(THE RECORDS)
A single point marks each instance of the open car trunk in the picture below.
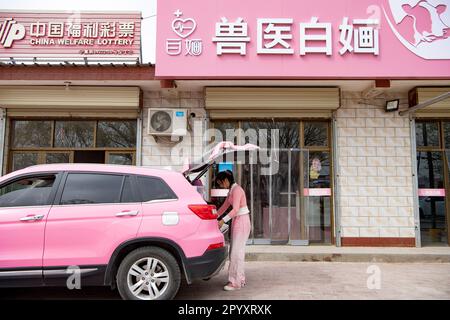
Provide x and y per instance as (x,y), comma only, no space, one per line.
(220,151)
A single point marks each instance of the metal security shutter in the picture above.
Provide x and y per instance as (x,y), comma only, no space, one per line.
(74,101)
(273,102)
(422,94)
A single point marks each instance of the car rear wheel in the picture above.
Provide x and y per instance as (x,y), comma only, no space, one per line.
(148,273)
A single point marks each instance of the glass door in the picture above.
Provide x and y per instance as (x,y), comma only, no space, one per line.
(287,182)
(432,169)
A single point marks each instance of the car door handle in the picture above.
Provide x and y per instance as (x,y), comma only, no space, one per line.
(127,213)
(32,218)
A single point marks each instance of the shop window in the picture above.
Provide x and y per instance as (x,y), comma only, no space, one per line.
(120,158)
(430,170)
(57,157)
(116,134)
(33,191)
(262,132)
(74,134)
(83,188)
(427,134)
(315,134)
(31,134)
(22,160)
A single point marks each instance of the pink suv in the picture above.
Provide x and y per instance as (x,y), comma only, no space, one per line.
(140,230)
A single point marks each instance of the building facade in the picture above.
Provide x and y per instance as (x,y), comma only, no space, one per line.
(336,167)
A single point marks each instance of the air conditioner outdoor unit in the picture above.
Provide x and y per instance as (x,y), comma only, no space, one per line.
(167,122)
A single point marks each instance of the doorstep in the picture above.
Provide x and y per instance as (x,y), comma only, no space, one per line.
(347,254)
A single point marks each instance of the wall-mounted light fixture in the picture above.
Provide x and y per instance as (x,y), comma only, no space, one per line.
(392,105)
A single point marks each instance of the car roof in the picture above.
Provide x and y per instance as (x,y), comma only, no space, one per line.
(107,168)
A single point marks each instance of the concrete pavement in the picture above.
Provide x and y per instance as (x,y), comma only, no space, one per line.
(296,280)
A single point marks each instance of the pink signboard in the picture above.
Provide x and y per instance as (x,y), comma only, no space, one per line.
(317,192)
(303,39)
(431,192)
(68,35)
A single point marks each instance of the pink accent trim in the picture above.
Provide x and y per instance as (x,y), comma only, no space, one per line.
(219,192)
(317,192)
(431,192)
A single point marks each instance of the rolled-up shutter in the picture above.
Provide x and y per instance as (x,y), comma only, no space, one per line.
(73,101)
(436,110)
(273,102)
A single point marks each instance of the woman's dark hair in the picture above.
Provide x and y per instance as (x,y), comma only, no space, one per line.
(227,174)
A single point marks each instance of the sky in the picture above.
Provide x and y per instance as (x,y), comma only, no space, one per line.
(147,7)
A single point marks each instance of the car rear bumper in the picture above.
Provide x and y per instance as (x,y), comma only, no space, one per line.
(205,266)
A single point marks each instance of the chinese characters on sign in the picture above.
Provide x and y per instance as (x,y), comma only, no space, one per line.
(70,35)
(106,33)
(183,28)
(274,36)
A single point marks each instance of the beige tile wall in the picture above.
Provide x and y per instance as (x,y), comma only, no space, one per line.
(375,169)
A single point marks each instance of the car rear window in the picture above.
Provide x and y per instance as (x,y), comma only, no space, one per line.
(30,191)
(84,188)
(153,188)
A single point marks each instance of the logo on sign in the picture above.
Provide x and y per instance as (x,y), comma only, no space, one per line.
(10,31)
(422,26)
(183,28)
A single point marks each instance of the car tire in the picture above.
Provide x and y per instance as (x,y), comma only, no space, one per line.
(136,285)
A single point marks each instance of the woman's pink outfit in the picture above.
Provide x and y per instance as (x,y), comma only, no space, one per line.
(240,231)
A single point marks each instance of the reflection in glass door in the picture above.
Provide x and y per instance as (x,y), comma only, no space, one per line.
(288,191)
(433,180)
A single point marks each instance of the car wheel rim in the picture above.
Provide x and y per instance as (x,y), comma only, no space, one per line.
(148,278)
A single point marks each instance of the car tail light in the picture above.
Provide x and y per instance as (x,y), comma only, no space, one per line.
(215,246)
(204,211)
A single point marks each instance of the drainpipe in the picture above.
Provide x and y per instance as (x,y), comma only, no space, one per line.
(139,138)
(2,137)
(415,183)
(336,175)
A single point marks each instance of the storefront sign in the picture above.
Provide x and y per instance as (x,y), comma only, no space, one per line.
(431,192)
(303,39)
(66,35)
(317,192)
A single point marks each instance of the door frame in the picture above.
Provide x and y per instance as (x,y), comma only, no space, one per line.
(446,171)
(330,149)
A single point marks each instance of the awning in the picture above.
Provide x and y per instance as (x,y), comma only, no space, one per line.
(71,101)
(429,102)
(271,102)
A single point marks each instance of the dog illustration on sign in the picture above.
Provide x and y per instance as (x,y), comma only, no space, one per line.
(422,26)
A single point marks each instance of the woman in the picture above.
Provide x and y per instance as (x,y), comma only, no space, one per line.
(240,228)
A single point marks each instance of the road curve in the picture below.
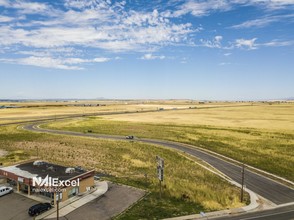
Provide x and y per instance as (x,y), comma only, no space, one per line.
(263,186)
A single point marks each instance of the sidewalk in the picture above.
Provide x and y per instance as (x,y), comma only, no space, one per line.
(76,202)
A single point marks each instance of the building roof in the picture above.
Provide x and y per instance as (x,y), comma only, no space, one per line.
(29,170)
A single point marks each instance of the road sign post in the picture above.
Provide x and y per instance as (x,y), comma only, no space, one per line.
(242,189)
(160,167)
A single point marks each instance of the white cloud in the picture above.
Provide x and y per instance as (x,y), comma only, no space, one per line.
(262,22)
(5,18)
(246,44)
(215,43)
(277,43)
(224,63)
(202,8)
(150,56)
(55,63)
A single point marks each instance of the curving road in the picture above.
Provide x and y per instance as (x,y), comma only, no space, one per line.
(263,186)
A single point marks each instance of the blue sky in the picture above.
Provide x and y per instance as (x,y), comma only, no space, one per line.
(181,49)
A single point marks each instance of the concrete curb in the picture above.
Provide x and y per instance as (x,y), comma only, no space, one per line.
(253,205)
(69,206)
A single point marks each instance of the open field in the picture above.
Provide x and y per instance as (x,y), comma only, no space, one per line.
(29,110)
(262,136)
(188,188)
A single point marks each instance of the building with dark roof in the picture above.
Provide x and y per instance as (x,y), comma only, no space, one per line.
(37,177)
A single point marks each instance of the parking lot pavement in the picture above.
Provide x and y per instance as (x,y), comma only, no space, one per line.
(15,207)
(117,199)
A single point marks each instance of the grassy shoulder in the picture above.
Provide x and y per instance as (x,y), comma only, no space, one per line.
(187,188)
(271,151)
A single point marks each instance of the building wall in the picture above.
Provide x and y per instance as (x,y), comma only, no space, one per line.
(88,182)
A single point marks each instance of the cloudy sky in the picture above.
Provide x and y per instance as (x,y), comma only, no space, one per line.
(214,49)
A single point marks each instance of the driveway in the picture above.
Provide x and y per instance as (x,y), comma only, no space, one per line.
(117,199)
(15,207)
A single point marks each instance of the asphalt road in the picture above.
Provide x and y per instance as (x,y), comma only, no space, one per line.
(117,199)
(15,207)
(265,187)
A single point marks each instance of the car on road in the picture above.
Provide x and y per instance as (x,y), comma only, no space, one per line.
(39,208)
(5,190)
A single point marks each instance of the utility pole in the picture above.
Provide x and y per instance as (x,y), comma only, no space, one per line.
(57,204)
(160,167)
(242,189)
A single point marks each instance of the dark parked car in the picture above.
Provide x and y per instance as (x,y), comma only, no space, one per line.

(TASK TO COMPLETE) Exactly as written, print each entry, leaving all pictures out.

(ANSWER SPACE)
A single point marks each instance of the open car trunk in the picture below.
Provide x and y per instance as (x,y), comma only, no space, one per line.
(220,151)
A single point marks each instance of the metal security shutter in the picture above.
Provide x and y per instance as (x,y), comma only, no space, one per line.
(74,101)
(273,102)
(422,94)
A single point marks each instance of the car rear wheel in the picture above.
Provide x and y per instance as (x,y), comma only, no space, one per line.
(148,273)
A single point marks each instance of the glass door in the picture above.
Provide x and y per instance as (x,y), comma only, no space, one per line.
(287,182)
(432,169)
A single point marks each instance of the car door handle in the picture above.
Provide x and y per instance as (x,y), comma only, no space, one per line.
(127,213)
(32,218)
A single point marks each instance of the shop window in the picture above.
Provide x and y per instance as (x,y), comma only, no space, one per line.
(120,158)
(430,170)
(57,157)
(116,134)
(33,191)
(262,132)
(74,134)
(83,188)
(427,134)
(315,134)
(31,134)
(22,160)
A single point marks each instance of the pink suv in the picture above.
Provide x and y per instance as (x,y), comma only, no space, one per line.
(140,230)
A single point marks each instance of the building facade in the picture above.
Provide x and y per instance as (x,y), comma only, no space, one per line.
(336,167)
A single point marks each instance of the air conditioner outdoor unit in the picture above.
Provide x and y per instance as (x,y), comma only, no space, one per line.
(167,122)
A single point marks each instance of the doorstep in the picture above.
Provide x and y per instance as (x,y), comma only, no space, one per line.
(347,254)
A single point marks each instance of the wall-mounted light fixture in the picture above.
Provide x and y per instance as (x,y), comma only, no space, one per line.
(392,105)
A single point marks each instance of the car roof in the picture above.
Provide x and y per instance as (x,y), comma only, no space, one per line.
(107,168)
A single point marks each instance of the concrete pavement in the picture above.
Provide x and y per instance as (x,y), comma only, no space, one per line.
(296,280)
A single point marks each instance of the pink signboard in the picture above.
Provide x and y per instance as (x,y), comma only, no space, one per line.
(317,192)
(303,39)
(431,192)
(68,35)
A single point marks each instance of the pink accent trim in the picture above.
Provide x and y per instance as (x,y), comma only, no space, one per line.
(219,192)
(317,192)
(431,192)
A single point marks each instance of the rolled-up shutter in the picture above.
Provide x and y per instance as (x,y), comma only, no space, one per line.
(73,101)
(436,110)
(273,102)
A single point marks each instance of the woman's dark hair in the picture above.
Provide x and y per instance as (x,y), comma only, no space, one per line.
(227,174)
A single point marks each instance of the sky in the picture above.
Provide x and y per instance as (x,y), comma only, no space, one per line.
(147,7)
A single point marks each instance of the car rear bumper in the picture above.
Provide x and y per instance as (x,y), comma only, no space, one per line.
(205,266)
A single point marks each instance of the chinese characters on sign in the picture above.
Provide x and y per instance as (x,y), comma only, no space, one per line.
(70,35)
(106,33)
(183,28)
(274,36)
A single point marks each instance of the beige tile wall in the picture above.
Provide x and y per instance as (x,y), comma only, no space, one per line.
(375,169)
A single point marks each instance of the car rear window in the picture above.
Provide x and y per instance as (x,y), comma only, no space, one per line.
(30,191)
(84,188)
(153,188)
A single point marks each instance of the logo on sign in the picture above.
Provide x and y per instance as (x,y), comma only, no space, one per line.
(10,31)
(422,26)
(183,28)
A single point marks each instance of the car tire in the picture above.
Provide x and y per instance as (x,y), comma only, no space, one per line.
(136,285)
A single point marks each instance of the woman's pink outfit in the picture above.
Provide x and y per instance as (x,y), comma only, no space, one per line.
(240,231)
A single point marks each instance of the reflection in glass door in the picture above.
Provide x and y per instance as (x,y), comma only, no space, one per line.
(288,191)
(433,180)
A single point marks each instance of the car wheel rim in the picture above.
Provide x and y per instance as (x,y), comma only, no space, one per line.
(148,278)
A single point marks each instance of the car tail light in the picture above.
Provide x and y per instance as (x,y), comma only, no space, one per line.
(215,246)
(204,211)
A single point marks each instance of the drainpipe in the picture above.
Provide x and y per instance as (x,y), comma only, no space, one per line.
(139,138)
(2,137)
(415,183)
(336,175)
A single point marks each instance of the storefront sign in the picture above.
Provide x and y per instance as (x,y), comma only, no space, one per line.
(431,192)
(303,39)
(66,35)
(317,192)
A single point marks each instance of the door frame in the picture above.
Provide x and y per instance as (x,y), comma only, no space, one per line.
(446,171)
(330,149)
A single point marks each instance of the awning in the picture above.
Provide x and y per instance as (x,y), comma only, no space, one per line.
(71,101)
(429,102)
(271,102)
A single point marks each instance of the dog illustration on sign in the picture above.
Provide x and y per instance as (x,y), comma only, no space, one per line.
(422,26)
A single point marks each instance of the woman in the picture above.
Provide x and y per instance as (x,y), comma only, no space, one per line.
(240,228)
A single point marks each instance of the road curve in the picture below.
Provide x and y per instance as (x,y), comma only, no space, one per line.
(263,186)
A single point marks each instance of the sidewalk in the picture above.
Provide x and y per instance as (x,y), comma only, no space, one per line.
(76,202)
A single point marks each instance of the building roof in the picture above.
Provide x and y per instance as (x,y), comma only, no space, one per line.
(29,170)
A single point marks each instance of the road sign post in the picture above.
Provide x and y per instance as (x,y), comma only, no space, one per line.
(242,189)
(160,167)
A single point marks each instance of the white cloud in the picture above.
Provide x and y per instance as (x,y), comma only, no space, one per line.
(262,22)
(5,18)
(246,44)
(215,43)
(277,43)
(224,63)
(202,8)
(150,56)
(55,63)
A single point marks each instance of the curving road in the picture above.
Provide x and y per instance as (x,y), comma only, no space, one per line.
(263,186)
A single point marks each instance of the blue sky in the picture above.
Provide x and y per instance as (x,y), comma only, no space, one per line.
(181,49)
A single point marks each instance of the concrete curb in the picture above.
Provide x and y per instance as (x,y), comma only, no space, one per line.
(253,205)
(69,206)
A single point marks each instance of the open field in the picture above.
Provide x and y per instance as (x,y), comma only, no space, one per line.
(29,110)
(262,136)
(188,188)
A single point marks each instance of the building with dark roof in the picture above.
Provide x and y per instance as (x,y), comma only, no space, one per line.
(37,177)
A single point marks each instance of the parking lot pavement in the picture above.
Provide x and y per instance as (x,y), comma only, no space, one per line.
(15,207)
(117,199)
A single point marks each instance of the grassy shoulder in the picture above.
Provide x and y per instance as (x,y), comma only, no space, one per line.
(187,188)
(271,151)
A single point marks each instance of the building wall in the picture above.
Provide x and y per instance as (x,y), comma only, no space, one per line.
(88,182)
A single point marks each instance of the cloudy sky in the picture above.
Provide x and y per instance as (x,y), comma only, no space, one per line.
(214,49)
A single point marks each instance of the driveway in the picture above.
Provide x and y per instance as (x,y), comma only, no space, one per line.
(117,199)
(15,207)
A single point marks each instance of the asphalt road in the picture above.
Provide x and y per instance as (x,y), comma only, no space, one per line.
(117,199)
(15,207)
(265,187)
A single point marks each instance of the car on road in the picture above.
Provide x and y per instance as (x,y), comma only, no space, one per line.
(39,208)
(5,190)
A single point marks each instance of the utility pole in the picture above.
Provide x and y per instance as (x,y), comma only, no space, one per line.
(57,204)
(160,167)
(242,189)
A single point marks each instance of the dark parked car in the picture above.
Provide x and y per instance as (x,y), comma only, no space, one per line.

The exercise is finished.